Nvidia supplies approximately 80% of the global market in chips used in AI applications. The company’s H-100 chips – the H is for Hopper – are now so valuable they have to be transported by armored car, the Wall Street Journal reported on Friday, and demand is so great that some customers are waiting as long as six months to receive it.

The importance of Hopper to Nvidia, and to AI computing more generally, was underscored last summer when Jensen Huang, founder and CEO of Nvidia, named its next generation of accelerated computing and generative AI chips the GH200 Grace Hopper Superchip.

R Adm Grace Hopper in 1985. Photograph: AP

Hopper was born in 1906 in New York City, graduated from Vassar College with degrees in mathematics and physics in 1928, and joined the navy after the US joined the second world war following the bombing of Pearl Harbor.

WHAT IS NEEDED> Retype the passage about Nvidia's Hopper chips word for word, beginning at the words "Nvidia supplies approximately" and stopping after "of Pearl Harbor.".

PROVIDED MATERIAL>
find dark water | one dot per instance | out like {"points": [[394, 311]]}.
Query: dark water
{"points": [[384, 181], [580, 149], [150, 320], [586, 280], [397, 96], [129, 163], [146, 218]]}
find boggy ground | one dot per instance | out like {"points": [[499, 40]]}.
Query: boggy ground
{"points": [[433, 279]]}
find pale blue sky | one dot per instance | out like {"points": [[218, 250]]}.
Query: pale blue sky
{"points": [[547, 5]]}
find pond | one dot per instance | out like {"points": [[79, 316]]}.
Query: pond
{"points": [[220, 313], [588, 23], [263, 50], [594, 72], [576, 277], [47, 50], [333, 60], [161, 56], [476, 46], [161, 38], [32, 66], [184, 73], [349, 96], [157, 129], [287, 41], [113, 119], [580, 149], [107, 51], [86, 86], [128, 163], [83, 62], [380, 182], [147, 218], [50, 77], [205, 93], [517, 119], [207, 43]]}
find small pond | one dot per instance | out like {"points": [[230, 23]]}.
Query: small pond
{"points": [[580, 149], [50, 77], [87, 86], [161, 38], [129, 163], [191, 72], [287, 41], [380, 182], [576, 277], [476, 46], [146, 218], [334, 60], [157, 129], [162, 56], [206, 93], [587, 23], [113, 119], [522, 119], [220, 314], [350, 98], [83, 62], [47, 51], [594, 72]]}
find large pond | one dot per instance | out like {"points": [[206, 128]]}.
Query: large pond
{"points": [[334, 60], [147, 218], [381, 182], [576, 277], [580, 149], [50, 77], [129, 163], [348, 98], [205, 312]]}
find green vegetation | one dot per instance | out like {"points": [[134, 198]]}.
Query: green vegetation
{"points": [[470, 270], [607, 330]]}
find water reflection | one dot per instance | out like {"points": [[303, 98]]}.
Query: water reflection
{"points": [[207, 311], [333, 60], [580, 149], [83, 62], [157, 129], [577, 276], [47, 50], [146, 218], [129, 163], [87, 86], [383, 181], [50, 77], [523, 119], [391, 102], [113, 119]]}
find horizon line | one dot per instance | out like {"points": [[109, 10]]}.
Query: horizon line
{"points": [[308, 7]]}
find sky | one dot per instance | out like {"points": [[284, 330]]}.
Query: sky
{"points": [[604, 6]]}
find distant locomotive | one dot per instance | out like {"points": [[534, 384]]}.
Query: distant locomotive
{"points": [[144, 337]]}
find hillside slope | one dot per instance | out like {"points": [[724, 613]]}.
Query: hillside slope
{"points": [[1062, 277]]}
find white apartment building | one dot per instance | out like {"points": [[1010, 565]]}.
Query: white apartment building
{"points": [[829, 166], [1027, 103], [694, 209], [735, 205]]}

RESPONSE TO THIS TASK>
Nvidia supplies approximately 80% of the global market in chips used in AI applications. The company’s H-100 chips – the H is for Hopper – are now so valuable they have to be transported by armored car, the Wall Street Journal reported on Friday, and demand is so great that some customers are waiting as long as six months to receive it.

The importance of Hopper to Nvidia, and to AI computing more generally, was underscored last summer when Jensen Huang, founder and CEO of Nvidia, named its next generation of accelerated computing and generative AI chips the GH200 Grace Hopper Superchip.

R Adm Grace Hopper in 1985. Photograph: AP

Hopper was born in 1906 in New York City, graduated from Vassar College with degrees in mathematics and physics in 1928, and joined the navy after the US joined the second world war following the bombing of Pearl Harbor.